[Point labeling examples]

________________________

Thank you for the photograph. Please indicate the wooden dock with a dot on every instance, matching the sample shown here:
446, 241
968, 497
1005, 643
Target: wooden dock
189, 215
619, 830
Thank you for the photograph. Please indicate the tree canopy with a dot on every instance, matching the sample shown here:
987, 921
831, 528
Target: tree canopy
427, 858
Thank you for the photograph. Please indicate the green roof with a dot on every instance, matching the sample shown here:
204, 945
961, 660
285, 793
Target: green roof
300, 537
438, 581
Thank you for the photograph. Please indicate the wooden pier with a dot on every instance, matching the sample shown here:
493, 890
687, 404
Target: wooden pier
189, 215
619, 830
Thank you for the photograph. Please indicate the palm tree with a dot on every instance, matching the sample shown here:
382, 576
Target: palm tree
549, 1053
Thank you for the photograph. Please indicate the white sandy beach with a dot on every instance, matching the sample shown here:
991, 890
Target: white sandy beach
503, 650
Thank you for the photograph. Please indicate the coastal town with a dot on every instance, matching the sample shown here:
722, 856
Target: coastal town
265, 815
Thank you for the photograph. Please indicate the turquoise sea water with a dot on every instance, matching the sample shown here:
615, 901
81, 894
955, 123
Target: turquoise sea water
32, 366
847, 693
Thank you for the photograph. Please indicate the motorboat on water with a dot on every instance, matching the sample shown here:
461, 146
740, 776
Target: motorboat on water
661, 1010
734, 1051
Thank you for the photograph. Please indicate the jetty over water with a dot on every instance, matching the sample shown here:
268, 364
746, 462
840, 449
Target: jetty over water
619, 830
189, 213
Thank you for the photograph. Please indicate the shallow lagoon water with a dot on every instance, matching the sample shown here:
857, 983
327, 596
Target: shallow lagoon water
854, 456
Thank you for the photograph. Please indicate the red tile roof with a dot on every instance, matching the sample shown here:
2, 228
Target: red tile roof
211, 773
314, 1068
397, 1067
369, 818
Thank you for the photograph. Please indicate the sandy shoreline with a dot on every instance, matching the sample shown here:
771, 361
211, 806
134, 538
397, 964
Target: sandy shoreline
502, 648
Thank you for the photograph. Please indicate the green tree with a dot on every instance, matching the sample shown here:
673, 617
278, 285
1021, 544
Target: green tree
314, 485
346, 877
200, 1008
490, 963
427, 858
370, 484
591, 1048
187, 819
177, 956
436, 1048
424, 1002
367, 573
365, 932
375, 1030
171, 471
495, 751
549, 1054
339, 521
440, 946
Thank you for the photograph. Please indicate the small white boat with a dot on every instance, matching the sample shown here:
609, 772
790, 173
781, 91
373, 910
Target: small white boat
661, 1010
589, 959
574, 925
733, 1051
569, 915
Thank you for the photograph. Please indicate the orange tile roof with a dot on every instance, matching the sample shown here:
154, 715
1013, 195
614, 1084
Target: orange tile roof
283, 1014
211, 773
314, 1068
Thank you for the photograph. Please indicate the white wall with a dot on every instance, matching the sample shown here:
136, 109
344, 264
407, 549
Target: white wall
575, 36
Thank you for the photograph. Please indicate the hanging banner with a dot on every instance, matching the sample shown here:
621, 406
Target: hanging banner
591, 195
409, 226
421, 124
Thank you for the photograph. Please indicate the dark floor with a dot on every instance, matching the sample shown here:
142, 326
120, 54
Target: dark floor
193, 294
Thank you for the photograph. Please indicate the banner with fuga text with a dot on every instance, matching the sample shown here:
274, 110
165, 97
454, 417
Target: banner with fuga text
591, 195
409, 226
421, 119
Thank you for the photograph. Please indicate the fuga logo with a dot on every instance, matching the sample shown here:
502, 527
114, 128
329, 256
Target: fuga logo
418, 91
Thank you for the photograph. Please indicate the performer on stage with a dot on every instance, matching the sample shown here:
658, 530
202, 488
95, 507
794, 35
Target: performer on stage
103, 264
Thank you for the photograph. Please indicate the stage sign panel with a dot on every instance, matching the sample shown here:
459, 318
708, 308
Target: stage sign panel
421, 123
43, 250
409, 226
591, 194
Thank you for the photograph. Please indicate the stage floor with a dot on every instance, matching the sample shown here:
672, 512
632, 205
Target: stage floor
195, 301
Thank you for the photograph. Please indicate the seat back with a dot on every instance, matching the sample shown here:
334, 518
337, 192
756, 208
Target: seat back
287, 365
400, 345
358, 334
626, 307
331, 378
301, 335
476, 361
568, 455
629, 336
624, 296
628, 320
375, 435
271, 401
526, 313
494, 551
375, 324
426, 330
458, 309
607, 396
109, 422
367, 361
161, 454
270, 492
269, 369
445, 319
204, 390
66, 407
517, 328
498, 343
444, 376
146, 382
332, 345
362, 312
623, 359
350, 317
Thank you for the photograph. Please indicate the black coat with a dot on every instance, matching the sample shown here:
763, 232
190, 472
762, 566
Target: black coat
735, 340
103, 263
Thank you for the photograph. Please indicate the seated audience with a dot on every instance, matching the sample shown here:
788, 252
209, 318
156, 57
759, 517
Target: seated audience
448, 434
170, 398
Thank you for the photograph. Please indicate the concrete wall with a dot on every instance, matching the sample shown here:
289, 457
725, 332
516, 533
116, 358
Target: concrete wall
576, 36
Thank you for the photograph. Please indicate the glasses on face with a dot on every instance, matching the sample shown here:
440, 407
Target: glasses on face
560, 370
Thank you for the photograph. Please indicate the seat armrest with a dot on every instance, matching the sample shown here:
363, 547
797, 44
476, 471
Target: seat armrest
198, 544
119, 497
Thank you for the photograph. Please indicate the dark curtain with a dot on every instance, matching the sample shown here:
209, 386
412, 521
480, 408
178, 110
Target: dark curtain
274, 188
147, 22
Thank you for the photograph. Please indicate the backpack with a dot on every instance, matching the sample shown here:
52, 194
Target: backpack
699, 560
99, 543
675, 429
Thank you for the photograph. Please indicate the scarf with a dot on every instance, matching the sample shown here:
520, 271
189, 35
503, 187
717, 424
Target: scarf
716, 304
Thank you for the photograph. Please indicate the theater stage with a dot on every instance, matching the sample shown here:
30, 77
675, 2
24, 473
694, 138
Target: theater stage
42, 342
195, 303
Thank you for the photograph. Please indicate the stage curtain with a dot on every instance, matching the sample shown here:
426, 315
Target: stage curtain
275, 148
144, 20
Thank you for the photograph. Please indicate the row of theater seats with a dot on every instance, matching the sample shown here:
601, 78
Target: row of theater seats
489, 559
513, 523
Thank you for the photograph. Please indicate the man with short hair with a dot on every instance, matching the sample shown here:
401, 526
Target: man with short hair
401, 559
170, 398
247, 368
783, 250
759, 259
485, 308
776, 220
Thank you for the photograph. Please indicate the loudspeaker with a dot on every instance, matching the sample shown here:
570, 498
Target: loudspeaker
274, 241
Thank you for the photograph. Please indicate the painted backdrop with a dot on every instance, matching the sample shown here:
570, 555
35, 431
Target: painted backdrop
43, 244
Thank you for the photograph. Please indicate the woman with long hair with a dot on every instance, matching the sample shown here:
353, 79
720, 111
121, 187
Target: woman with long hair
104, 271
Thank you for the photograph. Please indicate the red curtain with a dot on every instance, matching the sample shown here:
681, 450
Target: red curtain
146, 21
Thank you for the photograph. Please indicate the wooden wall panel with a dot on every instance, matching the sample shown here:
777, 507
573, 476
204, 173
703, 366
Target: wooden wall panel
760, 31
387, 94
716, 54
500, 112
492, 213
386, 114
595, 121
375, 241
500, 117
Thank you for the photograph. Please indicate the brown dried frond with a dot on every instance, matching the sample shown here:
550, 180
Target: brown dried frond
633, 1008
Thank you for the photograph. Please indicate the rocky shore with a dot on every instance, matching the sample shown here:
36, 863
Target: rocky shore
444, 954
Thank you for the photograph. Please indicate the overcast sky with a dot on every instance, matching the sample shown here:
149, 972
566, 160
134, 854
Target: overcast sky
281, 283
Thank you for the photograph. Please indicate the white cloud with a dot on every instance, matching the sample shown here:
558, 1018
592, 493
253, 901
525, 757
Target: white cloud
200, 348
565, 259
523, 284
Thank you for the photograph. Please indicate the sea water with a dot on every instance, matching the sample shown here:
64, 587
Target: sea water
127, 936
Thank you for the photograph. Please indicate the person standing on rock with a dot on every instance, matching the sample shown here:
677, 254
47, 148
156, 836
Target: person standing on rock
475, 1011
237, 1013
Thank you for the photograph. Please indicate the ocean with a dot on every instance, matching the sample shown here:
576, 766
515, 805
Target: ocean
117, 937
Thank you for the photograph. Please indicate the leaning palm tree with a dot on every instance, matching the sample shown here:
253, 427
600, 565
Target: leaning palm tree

________________________

### [What you should do]
Retype everything from the line containing "Thank you for the photograph. Please indicate the sea water" down to the end of the entries above, with no changes.

### [The reply]
Thank you for the photograph. Please indicate the sea water with a dot on every instance, matching the sample shown here:
64, 587
Target: sea water
127, 936
Thank you for the photograph. Please indicate the person standing on rock with a dot on every instance, matching the sample shown here:
677, 254
47, 148
156, 836
Target: person standing on rock
475, 1011
237, 1013
Thank you for the photograph. Please indicate the ocean with a dot on every instance, matching the sample shown here:
576, 766
515, 805
Target: ocean
117, 937
Thank you for the photograph. Please indicate the leaning palm tree with a dot on every instance, matching the sample shown here:
253, 427
600, 565
Target: leaning palm tree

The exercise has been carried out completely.